::: Record excerpts :::

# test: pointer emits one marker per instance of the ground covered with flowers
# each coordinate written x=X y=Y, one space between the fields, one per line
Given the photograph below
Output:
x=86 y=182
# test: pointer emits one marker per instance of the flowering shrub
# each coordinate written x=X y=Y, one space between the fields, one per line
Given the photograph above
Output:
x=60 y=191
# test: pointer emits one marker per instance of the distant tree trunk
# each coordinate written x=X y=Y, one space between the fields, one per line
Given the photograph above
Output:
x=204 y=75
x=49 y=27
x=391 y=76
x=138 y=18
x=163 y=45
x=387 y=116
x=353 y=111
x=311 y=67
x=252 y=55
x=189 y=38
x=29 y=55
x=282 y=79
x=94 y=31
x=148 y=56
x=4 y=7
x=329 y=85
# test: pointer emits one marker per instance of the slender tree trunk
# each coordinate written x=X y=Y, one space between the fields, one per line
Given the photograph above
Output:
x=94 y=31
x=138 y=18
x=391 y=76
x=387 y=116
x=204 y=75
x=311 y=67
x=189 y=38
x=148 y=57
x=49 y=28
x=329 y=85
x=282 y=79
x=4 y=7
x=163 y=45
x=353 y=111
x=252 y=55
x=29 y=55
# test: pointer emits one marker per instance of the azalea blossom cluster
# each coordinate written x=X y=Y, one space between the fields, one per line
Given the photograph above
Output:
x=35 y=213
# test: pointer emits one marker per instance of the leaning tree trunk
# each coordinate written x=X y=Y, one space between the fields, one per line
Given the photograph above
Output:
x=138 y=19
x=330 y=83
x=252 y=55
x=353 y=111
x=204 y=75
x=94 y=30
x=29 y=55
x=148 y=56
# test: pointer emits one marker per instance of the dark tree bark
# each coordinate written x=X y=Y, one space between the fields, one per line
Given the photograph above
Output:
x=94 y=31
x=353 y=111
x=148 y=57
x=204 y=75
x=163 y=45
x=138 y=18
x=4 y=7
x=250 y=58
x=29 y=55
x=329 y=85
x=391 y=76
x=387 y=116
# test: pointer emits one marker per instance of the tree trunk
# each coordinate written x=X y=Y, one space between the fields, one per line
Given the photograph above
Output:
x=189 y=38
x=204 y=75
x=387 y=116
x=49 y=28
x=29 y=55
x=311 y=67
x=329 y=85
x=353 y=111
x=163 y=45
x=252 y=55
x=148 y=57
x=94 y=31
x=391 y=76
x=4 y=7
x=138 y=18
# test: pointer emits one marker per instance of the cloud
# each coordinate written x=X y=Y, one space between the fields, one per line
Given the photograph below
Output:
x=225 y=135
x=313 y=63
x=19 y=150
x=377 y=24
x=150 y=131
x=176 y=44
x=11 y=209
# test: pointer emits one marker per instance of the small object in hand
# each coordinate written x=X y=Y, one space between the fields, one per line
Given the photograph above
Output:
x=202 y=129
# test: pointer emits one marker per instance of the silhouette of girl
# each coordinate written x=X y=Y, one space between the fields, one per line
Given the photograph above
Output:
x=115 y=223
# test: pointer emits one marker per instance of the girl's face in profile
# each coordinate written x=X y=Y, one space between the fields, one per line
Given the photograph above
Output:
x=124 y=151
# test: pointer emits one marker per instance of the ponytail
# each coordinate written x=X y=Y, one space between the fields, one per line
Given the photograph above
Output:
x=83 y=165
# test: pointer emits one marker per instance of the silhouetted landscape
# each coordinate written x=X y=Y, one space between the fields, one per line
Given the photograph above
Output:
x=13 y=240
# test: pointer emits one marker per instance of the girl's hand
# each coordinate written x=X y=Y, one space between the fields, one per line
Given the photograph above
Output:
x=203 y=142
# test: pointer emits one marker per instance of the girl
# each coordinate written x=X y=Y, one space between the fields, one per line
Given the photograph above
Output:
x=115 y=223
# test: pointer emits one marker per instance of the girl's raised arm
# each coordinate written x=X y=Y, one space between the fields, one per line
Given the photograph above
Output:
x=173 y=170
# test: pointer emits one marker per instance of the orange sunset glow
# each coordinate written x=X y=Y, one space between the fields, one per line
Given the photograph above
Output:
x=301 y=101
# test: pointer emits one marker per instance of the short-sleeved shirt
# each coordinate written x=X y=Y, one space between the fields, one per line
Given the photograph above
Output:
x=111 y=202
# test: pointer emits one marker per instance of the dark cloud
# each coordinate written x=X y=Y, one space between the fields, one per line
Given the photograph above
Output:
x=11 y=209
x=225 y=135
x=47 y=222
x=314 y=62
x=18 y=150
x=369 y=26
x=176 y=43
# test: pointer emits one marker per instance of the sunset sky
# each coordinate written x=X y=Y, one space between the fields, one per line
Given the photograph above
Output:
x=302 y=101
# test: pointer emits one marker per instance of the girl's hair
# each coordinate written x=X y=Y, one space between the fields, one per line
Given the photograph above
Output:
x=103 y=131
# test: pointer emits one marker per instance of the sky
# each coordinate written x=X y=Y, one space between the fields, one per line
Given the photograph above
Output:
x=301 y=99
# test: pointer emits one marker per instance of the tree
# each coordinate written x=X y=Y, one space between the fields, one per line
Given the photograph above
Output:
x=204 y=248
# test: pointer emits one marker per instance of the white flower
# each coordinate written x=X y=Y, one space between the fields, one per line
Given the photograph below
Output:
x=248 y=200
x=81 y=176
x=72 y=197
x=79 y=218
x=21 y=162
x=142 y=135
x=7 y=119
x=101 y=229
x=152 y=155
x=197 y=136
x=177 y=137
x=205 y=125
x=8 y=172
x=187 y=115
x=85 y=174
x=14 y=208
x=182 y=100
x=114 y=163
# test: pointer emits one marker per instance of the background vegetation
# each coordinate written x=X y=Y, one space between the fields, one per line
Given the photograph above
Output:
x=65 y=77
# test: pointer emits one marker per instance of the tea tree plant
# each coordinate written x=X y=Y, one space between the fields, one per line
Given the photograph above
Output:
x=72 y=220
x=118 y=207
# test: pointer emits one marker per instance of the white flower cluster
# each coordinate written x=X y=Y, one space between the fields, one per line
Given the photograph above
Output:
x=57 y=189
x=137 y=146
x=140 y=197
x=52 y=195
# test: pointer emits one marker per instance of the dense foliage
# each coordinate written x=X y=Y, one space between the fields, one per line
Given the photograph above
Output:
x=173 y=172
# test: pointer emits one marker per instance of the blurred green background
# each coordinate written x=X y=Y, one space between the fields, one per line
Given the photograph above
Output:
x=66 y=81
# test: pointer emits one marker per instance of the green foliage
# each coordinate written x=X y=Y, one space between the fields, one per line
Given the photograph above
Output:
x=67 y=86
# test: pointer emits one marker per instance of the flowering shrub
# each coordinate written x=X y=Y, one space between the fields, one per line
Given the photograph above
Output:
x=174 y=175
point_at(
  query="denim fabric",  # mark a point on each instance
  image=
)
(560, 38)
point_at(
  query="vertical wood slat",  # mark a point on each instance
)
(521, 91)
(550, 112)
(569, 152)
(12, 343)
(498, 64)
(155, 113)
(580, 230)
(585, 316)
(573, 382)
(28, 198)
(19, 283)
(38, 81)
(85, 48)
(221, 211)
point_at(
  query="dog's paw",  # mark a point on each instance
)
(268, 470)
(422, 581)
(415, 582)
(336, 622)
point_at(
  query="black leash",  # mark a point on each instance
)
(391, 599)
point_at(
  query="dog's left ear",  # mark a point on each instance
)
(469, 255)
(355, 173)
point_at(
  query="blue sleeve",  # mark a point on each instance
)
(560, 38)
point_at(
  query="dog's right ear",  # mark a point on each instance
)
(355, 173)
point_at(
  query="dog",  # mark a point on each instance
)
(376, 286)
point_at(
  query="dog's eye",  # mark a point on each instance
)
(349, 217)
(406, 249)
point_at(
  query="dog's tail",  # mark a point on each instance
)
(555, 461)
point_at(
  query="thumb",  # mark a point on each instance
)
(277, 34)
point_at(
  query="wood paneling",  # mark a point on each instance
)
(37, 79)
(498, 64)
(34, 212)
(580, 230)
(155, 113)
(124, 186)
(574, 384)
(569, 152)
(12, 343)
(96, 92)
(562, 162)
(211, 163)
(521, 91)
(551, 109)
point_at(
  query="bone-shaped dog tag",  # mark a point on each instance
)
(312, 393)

:::
::: Record excerpts :::

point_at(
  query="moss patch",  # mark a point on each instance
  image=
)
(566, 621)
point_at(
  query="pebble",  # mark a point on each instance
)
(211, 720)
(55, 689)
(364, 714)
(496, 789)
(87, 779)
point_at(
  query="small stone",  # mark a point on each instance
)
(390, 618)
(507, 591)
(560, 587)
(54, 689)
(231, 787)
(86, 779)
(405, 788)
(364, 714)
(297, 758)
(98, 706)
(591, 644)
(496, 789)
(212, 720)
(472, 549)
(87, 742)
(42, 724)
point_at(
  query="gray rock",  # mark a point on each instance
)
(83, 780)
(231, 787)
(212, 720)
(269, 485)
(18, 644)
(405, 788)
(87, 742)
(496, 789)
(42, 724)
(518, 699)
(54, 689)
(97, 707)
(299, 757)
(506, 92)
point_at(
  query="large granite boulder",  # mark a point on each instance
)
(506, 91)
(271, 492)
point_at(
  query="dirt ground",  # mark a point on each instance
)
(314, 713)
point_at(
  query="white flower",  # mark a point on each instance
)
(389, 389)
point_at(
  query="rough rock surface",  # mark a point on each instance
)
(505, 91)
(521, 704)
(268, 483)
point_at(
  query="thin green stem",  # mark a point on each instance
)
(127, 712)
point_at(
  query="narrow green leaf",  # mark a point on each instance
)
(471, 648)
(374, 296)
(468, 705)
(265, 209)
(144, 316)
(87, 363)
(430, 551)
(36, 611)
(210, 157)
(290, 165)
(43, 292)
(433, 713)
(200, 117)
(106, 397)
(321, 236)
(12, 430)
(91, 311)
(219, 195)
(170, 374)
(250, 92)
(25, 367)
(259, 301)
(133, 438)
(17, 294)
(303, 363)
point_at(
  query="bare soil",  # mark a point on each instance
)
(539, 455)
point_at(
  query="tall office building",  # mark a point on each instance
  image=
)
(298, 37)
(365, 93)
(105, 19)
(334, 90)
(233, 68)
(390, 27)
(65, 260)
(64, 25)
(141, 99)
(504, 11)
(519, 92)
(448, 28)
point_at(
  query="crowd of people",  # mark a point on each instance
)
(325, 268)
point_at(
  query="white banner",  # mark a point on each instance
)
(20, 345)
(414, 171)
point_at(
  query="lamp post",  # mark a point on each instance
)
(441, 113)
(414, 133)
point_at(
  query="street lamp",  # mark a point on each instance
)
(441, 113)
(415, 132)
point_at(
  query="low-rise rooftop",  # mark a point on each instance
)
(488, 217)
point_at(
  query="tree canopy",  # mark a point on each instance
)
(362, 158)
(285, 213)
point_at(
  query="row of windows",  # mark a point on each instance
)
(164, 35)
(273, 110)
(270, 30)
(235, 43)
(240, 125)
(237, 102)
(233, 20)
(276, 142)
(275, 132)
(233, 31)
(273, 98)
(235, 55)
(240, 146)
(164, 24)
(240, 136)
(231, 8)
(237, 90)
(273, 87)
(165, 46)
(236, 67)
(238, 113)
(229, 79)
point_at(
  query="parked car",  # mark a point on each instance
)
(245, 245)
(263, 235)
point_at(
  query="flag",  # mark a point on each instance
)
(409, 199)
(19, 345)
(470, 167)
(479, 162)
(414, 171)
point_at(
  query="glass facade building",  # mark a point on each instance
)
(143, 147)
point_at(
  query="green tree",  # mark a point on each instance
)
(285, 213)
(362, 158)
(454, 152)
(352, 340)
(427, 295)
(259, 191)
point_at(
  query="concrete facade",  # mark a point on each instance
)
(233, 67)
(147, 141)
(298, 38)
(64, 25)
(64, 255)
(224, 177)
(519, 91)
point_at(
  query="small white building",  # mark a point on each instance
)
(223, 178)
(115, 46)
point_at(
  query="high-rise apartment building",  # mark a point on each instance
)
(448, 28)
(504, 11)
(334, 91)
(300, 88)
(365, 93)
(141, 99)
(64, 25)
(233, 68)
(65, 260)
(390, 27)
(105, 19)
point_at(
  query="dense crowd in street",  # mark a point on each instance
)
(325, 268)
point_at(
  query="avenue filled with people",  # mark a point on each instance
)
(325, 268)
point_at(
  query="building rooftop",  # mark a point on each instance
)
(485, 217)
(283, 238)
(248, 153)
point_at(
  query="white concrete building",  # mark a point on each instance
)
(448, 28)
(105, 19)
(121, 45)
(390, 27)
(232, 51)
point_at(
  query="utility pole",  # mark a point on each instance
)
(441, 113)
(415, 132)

:::
::: Record excerpts :::

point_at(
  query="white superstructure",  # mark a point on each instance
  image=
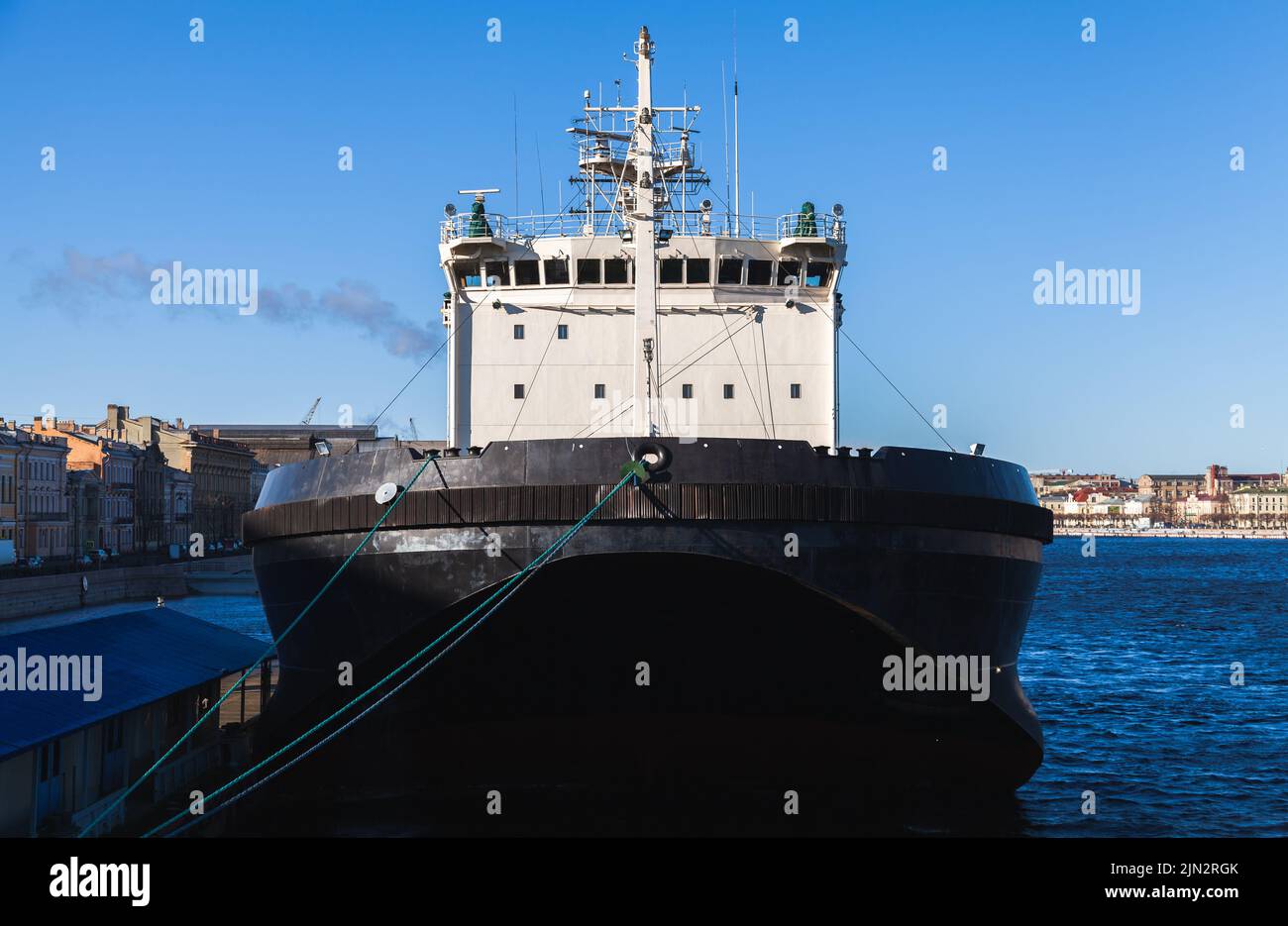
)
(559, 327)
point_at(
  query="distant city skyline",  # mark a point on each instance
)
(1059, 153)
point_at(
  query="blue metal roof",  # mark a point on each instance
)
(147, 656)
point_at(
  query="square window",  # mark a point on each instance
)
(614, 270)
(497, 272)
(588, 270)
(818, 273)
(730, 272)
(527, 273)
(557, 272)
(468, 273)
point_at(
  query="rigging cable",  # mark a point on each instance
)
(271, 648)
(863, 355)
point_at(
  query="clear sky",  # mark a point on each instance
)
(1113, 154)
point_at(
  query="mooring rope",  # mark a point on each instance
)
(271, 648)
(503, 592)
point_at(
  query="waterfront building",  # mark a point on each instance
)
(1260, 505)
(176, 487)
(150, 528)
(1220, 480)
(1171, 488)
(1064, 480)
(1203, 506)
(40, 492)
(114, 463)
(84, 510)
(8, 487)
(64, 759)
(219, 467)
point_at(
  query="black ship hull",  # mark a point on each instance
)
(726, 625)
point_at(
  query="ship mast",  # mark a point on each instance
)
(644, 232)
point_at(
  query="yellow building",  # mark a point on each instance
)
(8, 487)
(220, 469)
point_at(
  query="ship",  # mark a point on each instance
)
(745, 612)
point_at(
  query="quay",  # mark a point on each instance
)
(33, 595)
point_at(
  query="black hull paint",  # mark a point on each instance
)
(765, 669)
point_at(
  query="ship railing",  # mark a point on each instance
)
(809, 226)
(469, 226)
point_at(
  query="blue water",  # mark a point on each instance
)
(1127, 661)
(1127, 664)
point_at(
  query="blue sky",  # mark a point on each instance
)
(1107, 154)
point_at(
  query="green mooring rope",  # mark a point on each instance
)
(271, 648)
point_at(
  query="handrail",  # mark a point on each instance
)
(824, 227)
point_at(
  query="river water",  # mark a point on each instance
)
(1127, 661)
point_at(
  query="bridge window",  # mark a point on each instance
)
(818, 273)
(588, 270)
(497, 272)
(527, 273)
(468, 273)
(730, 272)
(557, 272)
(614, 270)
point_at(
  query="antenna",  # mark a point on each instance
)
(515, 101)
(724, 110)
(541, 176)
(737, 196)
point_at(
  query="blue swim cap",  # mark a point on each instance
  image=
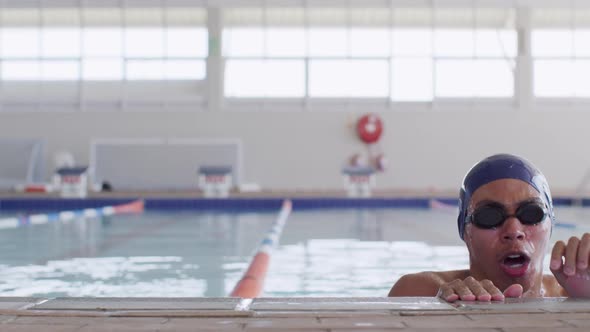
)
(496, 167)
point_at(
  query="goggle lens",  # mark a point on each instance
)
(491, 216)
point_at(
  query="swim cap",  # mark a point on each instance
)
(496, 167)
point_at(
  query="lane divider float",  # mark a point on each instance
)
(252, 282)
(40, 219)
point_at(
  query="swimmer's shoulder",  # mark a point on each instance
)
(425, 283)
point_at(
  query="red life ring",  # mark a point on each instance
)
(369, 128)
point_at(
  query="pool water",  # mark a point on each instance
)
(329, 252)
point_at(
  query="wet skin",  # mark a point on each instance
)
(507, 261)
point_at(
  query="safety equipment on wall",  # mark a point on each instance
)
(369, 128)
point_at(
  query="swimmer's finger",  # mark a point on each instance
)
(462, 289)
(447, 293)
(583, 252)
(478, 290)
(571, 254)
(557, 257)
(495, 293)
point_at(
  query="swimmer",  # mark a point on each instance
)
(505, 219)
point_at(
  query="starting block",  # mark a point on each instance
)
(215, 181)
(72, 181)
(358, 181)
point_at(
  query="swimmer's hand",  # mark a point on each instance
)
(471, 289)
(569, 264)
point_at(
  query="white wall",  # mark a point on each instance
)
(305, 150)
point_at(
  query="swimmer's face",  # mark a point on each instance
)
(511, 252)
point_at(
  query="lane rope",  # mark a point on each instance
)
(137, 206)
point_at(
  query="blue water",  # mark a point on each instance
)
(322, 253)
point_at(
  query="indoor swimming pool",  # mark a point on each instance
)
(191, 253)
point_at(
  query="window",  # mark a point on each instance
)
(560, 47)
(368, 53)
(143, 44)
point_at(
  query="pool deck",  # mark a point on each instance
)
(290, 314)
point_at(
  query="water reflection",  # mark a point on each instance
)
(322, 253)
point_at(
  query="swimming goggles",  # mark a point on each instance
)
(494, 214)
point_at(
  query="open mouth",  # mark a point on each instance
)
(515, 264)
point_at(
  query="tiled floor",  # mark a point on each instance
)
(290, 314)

:::

* _Directions_
Reproduce the part of the records that opens with the line containing "the short-sleeved shirt" and closes with the line containing "x=111 y=202", keeping every line, requests included, and scaling each coordinate value in the answers by 0.35, rounded to the nearest whole number with halves going up. Return only those lines.

* _Complete answer_
# test: pointer emits one marker per instance of the short-sleeved shirt
# each coordinate written x=X y=Y, one space between the fields, one per line
Given the photograph above
Output:
x=39 y=71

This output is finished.